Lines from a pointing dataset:
***

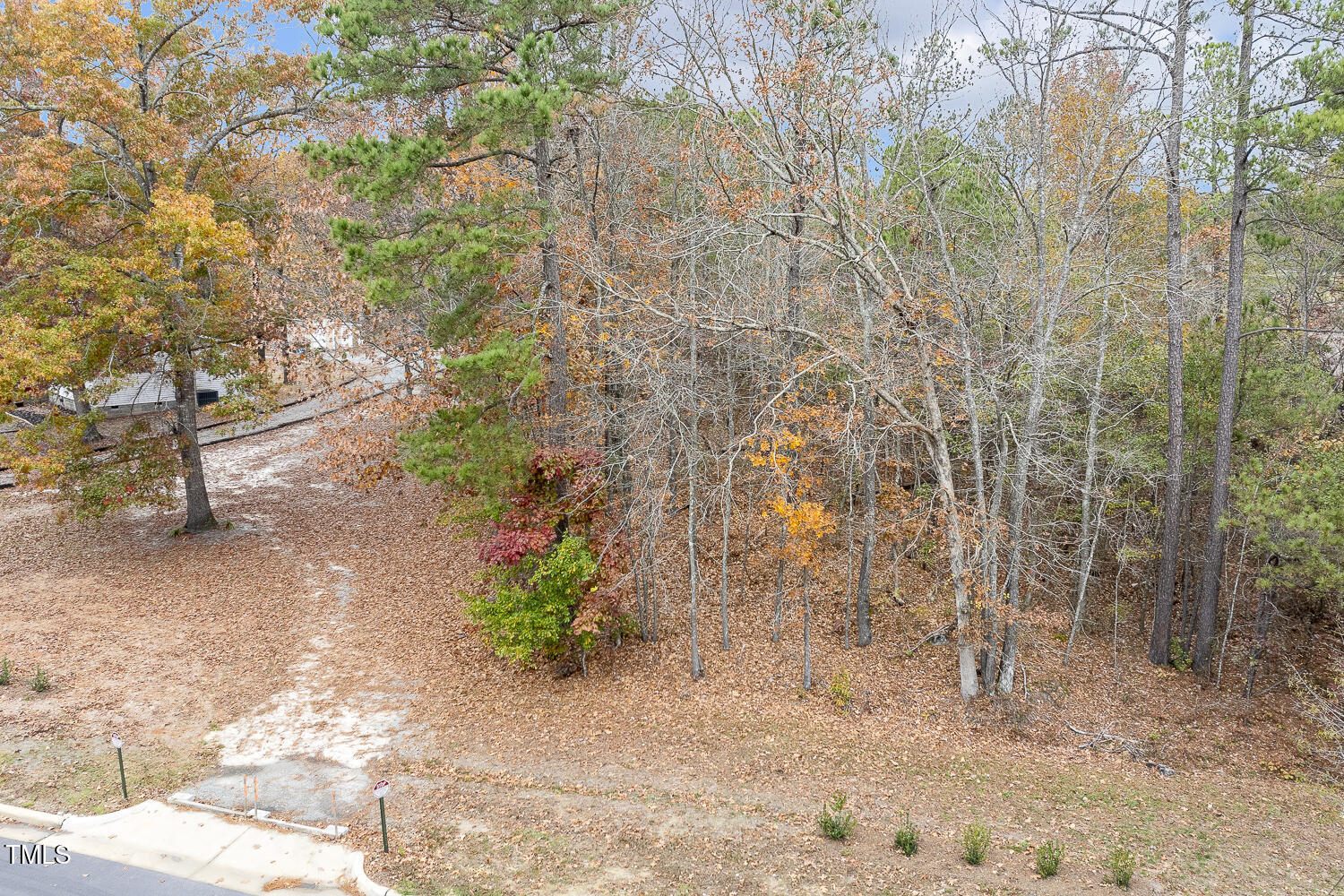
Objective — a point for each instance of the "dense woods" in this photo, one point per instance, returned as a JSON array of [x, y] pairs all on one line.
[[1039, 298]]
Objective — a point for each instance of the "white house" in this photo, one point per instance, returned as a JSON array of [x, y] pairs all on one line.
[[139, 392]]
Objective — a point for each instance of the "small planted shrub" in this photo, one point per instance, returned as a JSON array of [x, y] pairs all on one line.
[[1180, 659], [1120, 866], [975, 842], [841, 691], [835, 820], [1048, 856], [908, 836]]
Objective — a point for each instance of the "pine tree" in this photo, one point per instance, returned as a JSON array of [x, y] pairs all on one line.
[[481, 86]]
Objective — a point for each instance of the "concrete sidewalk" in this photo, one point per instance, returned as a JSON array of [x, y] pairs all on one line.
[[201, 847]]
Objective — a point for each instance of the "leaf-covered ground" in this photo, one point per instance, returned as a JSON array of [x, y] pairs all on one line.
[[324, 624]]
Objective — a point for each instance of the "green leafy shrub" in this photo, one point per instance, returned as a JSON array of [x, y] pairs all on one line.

***

Problem to solve
Reproduce all of the lines above, requests included, adding 51 to every x and y coordinate in the answers. Leave the pictures out of your answer.

Solution for this exercise
Objective — a point for each instance of the "dense woods" in this photo, one point per instance, returned as a JSON array of [x, y] pairs all on one line.
[[1090, 349]]
Objective — a point for each instance of the "white house" in this photo, one point per instance, returned as a JSON array of [x, y] pairs all on one line.
[[190, 443]]
Objective — a point for each instance of the "small planted shrub" in this photo, one point per instance, returned as a JSON array of [x, y] pairs all on one line.
[[1231, 710], [1171, 917], [1026, 893], [892, 742], [886, 871], [1099, 907], [959, 887]]
Objective — a point for each instance of the "pine tree" in this photo, one point per instance, returned as a JSON array of [x, y] pairs all on one line.
[[532, 137]]
Objective — a point for each instance of the "concrete sidewalk" in this photo, one point per instance, returned as a JSON array of [x, y] pairs all on one line.
[[252, 898]]
Objective — a point for each instance of the "leaf-covered ground" in this photo, one point per instance, returned as a JSON array of [x, y] pairs all on one line.
[[375, 675]]
Objective — a point for each instance of the "green leafy shrub" in this photo, one point per instance, returned as a JSON array of [x, y] pairs all on one line.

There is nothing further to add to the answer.